:: SELECTED TEXT ::
Jonas Salk: As a child, I had it in mind to study law. For some reason, very early on in my life, I was very much aware of what I call the injustices of life.
At some point, I recall having the ambition to study law, to be elected to Congress, and to try to make just laws, but I didn’t pursue the study of law, for a curious reason. My mother didn’t think I’d make a very good lawyer. And I believe that her reasons were that I couldn’t really win an argument with her. At least, this is my way of expressing it.
This change took place between leaving high school and entering college. Because I think I entered college enrolled as a pre-law student, but I changed to pre-med after I went through some soul searching as to what I would do other than to study law. Her preference was that I should be a teacher, but that didn’t appeal to me.
And when I decided to study medicine I was sufficiently interested in the science and I began to think about the scientific aspect of medicine. My intention was to go to medical school, and then become a medical scientist. I did not intend to practice medicine, although in medical school, and in my internship, I did all the things that were necessary to qualify me in that regard. I had opportunities along the way to drop the idea of medicine and go into science.

:: INPUT DATA ::
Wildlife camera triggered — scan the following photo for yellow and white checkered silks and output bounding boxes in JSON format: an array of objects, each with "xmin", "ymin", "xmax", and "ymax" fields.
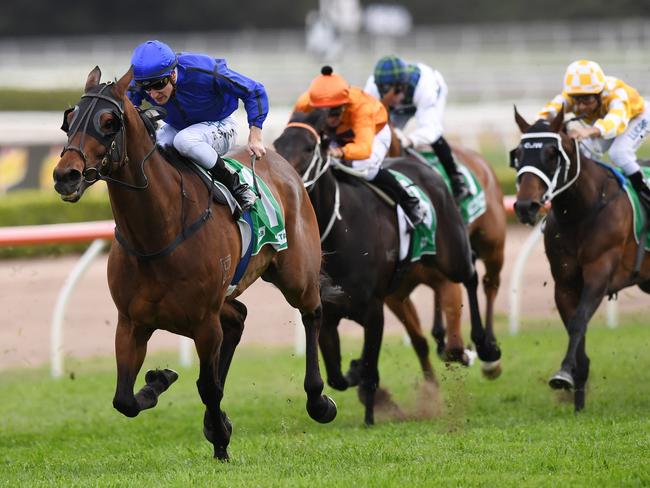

:: SET OF TASKS ::
1. Return the portion of the Salk interview that opens with the words containing "At some point, I" and closes with "of expressing it.".
2. Answer these questions about the Salk interview:
(a) What was Salk very much aware of very early in his life?
(b) What profession did his mother prefer for him?
(c) What did he plan to become after medical school?
3. Continue the Salk interview from where it stops.
The data can be left aside.

:: TASK-BY-TASK OUTPUTS ::
1.
At some point, I recall having the ambition to study law, to be elected to Congress, and to try to make just laws, but I didn’t pursue the study of law, for a curious reason. My mother didn’t think I’d make a very good lawyer. And I believe that her reasons were that I couldn’t really win an argument with her. At least, this is my way of expressing it.

2.
(a) What he calls the injustices of life.
(b) Teaching.
(c) A medical scientist.

3.
At one point at the end of my first year of medical school, I received an opportunity to spend a year in research and teaching in biochemistry, which I did. And at the end of that year, I was told that I could, if I wished, switch and get a Ph.D. in biochemistry, but my preference was to stay with medicine. And I believe that this is all linked to my original ambition or desire, which was to be of some help to humankind, so to speak, in a larger sense than just on a one-to-one basis.
Just as I intended to study law, to make just laws, so I found myself interested now in the laws of nature, as distinct from the laws that people make, so to speak.